*WHAT YOU WILL DO*
Would you return the lines from the one that contains "Note to the class: identify the mossy" to the last line of the entries below, exactly and with nothing added?

*ENTRIES SHOWN*
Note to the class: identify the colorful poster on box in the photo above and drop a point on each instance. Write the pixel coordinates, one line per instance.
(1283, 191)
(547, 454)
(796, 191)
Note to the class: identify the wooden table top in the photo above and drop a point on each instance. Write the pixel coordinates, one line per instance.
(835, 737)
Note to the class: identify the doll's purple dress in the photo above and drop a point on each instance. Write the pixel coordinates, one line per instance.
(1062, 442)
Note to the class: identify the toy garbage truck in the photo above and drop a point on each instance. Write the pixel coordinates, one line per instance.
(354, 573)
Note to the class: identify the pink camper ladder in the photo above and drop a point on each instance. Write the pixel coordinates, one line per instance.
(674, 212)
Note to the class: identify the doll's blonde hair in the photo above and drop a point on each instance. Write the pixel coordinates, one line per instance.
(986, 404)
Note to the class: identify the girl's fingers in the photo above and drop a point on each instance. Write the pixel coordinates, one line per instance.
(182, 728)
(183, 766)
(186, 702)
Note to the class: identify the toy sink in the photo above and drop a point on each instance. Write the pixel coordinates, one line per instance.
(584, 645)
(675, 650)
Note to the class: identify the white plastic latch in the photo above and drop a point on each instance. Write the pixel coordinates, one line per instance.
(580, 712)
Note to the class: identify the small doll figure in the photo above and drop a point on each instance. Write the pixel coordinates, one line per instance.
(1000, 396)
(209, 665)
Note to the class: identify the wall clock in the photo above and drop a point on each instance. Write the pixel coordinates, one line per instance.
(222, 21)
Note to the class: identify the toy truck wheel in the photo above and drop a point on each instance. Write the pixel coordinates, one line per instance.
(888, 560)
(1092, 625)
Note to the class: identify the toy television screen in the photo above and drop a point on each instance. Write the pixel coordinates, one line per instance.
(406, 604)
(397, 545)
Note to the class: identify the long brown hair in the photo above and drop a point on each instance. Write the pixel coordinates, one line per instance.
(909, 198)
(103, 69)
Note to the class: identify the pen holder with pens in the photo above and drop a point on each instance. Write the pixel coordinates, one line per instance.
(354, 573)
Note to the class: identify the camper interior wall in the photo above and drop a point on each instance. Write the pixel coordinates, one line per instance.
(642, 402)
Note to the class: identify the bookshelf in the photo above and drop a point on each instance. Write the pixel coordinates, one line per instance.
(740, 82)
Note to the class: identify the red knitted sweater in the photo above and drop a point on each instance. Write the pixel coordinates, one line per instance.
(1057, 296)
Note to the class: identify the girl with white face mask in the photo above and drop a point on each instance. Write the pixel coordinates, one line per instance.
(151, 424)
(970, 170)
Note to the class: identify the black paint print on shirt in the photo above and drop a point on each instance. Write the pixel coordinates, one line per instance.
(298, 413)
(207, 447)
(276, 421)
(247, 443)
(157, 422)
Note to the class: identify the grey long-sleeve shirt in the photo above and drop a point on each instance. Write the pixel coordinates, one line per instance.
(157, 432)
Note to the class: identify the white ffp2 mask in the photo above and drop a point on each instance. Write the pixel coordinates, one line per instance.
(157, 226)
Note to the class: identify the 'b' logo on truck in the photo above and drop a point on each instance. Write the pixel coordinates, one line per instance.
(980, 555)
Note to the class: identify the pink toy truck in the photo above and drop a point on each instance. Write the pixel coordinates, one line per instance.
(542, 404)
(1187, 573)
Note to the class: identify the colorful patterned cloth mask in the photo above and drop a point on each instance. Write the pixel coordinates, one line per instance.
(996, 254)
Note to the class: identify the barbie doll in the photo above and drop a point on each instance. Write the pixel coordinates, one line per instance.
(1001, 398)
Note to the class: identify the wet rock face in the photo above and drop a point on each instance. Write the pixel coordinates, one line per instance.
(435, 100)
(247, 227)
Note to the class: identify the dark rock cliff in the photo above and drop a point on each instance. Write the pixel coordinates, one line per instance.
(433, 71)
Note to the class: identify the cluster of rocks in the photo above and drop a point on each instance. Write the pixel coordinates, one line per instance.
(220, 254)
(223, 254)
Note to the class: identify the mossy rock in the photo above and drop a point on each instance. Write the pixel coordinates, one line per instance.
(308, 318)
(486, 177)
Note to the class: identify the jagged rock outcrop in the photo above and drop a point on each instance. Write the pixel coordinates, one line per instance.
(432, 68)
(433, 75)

*REPLY*
Note to the class: identify the mossy rock in the photo above and drop a point on each instance. Write the pixel coordinates, one line per instance.
(308, 318)
(486, 177)
Note to the class: identify the jagged rock outcrop in the photo above and drop a point on each instance. Write the pixel coordinates, one line per instance.
(432, 68)
(433, 75)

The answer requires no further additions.